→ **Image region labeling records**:
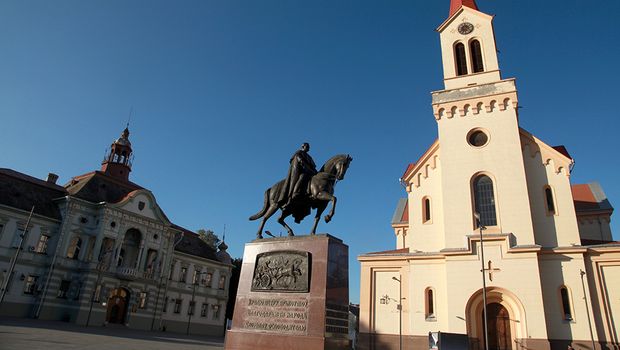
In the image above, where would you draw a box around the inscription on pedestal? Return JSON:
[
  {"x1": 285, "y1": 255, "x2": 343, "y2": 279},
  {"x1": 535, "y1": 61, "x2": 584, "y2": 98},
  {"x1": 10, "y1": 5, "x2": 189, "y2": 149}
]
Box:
[
  {"x1": 252, "y1": 250, "x2": 311, "y2": 293},
  {"x1": 243, "y1": 298, "x2": 308, "y2": 335}
]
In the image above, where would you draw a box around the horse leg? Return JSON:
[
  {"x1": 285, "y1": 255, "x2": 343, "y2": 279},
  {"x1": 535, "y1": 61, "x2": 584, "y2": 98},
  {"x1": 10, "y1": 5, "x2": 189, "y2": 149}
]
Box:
[
  {"x1": 278, "y1": 210, "x2": 295, "y2": 236},
  {"x1": 310, "y1": 202, "x2": 327, "y2": 235},
  {"x1": 256, "y1": 204, "x2": 278, "y2": 239},
  {"x1": 316, "y1": 192, "x2": 337, "y2": 222}
]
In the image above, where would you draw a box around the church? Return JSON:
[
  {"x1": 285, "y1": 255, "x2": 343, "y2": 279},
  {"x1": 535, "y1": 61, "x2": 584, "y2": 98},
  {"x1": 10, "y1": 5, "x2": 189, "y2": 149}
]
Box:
[
  {"x1": 358, "y1": 0, "x2": 620, "y2": 350},
  {"x1": 0, "y1": 128, "x2": 232, "y2": 336}
]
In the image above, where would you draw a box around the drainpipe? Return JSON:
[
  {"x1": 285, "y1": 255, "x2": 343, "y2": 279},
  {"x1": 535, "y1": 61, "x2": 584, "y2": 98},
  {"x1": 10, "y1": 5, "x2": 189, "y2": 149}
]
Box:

→ **Problem requirements**:
Pull out every line of the records above that contains the word "draw", copying each one in full. Treat uppercase and lowercase as different.

→ **Task answer**:
In the image above, where would you draw a box around the inscription on pedestal? Return JSON:
In the image above, where would you draw a box around the horse leg? Return JSON:
In the image above, where would you draw a box around the church? Return JSON:
In the image above, where would you draw a box around the drainpipe? Return JSON:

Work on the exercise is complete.